**EXERCISE TASK 1:** According to the measure theory thread, what is the dual of L^p?

**EXCERPT:**
+ + + +

Does anyone know how to do this exercise? I couldn't do it.
Let $(X,S,\mu)$ be a $\sigma$ -finite measure space and $g\in M(X,S)$ such that $gs\in\mathcal{L}_1$ for any simple function $s\in\mathcal{L}_p$, $p\in(1,\infty)$. Suppose there is $A\geq0$ such that $\left|\int gs\,d\mu\right|\leq A||s||_p$ for all $s$. Show that $g\in\mathcal{L}_p$ with $\frac1p+\frac1q=1$ and $||g||_q\leq A$.
Define $T$ on the space $M$ simple functions in $L^{p}$ by $Ts=\int gs d \mu$. It is a bounded linear functional on $M$ with norm at most $A$. Since $M$ is dense in $L^{p}$ it extends uniquely to a bounded linear functional on $L^{p}$ with the same norm. Since the dual of $L^{p}$ is $L^{q}$ there exists $h \in L^{q}$ such that $\int s gd \mu=Ts=\int hs d\mu$ for all simple functions $s$ and $\|h\|_q=\|T\|\leq A$ . For any set $E$ of finite measure this gives $\int_E g d\mu= \int_E h d\mu$. Can you use sigma finiteness now to prove that $g=h$ a.e..?

+ + + +

**Source data:**
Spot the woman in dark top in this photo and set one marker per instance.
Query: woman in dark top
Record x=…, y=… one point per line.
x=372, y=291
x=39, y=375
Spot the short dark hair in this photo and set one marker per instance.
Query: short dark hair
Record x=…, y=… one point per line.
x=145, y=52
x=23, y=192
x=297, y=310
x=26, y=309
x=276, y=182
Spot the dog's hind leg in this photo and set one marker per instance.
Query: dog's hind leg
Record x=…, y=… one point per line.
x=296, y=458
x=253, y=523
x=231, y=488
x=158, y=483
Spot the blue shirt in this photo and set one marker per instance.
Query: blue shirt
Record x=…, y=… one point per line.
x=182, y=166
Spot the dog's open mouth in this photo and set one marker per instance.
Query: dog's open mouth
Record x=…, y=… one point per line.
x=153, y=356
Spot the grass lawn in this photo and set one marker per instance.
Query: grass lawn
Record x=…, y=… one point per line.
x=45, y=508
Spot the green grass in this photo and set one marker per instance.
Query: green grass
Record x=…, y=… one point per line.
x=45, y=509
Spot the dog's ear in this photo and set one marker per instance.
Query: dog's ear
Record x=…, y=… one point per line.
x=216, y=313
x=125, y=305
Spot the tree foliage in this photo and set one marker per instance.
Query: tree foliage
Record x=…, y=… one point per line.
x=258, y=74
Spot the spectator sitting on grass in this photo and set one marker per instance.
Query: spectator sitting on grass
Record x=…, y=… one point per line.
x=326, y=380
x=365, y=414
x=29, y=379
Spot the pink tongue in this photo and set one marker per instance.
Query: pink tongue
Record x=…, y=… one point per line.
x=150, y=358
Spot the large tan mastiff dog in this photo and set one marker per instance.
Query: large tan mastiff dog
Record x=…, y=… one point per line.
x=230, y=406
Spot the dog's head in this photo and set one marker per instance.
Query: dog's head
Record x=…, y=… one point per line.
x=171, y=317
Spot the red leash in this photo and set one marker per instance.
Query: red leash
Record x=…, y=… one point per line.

+ + + +

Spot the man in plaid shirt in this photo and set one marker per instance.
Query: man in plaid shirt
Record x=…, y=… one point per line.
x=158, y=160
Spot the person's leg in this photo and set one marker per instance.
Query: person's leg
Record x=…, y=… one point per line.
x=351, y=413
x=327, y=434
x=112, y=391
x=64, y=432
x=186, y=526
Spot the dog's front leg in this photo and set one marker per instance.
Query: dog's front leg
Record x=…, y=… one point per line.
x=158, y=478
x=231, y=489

+ + + +

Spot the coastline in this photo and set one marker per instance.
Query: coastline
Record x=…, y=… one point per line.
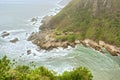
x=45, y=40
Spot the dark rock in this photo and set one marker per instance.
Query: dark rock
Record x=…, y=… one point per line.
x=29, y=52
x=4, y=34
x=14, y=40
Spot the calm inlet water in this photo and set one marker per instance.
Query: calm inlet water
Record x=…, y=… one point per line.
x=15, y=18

+ + + +

**EXERCISE TASK 2:** Please copy the listing word for word, beginning at the line that contains "Spot the short" and stopping after the line that contains "x=29, y=379".

**CORRECT OUTPUT 1:** The dual of L^p is L^q.

**CORRECT OUTPUT 2:**
Spot the short dark hair in this photo and set one marker per instance.
Query: short dark hair
Record x=…, y=… one point per line.
x=145, y=52
x=23, y=192
x=297, y=310
x=26, y=309
x=276, y=182
Spot the dog's hind leg in this photo and set one marker per instance.
Query: dog's hind leg
Record x=…, y=… one point per line.
x=296, y=458
x=253, y=523
x=231, y=488
x=158, y=483
Spot the blue shirt in this photo and set one marker per instance.
Query: blue shirt
Record x=…, y=… one point per line.
x=182, y=166
Spot the dog's open mouth in this photo and set one marker per instance.
Query: dog's open mouth
Record x=…, y=… one point per line.
x=153, y=356
Spot the grass lawn in this photo and set one marker per instance.
Query: grass lawn
Record x=…, y=… one point per line.
x=45, y=508
Spot the green grass in this photo and set one marker per instance.
Query: green grass
Record x=…, y=… one point per line.
x=45, y=509
Spot the dog's ear in this photo and set one marker per instance.
Query: dog's ear
Record x=…, y=… one point per line.
x=216, y=313
x=125, y=305
Spot the tree foliage in this photo and set one marker per instance.
Query: tree foliage
Record x=…, y=… one point per line.
x=258, y=74
Spot the spectator sitting on grass in this photo and set one marker per instance.
Query: spectator sitting on grass
Record x=…, y=… one point per line.
x=326, y=380
x=365, y=414
x=29, y=379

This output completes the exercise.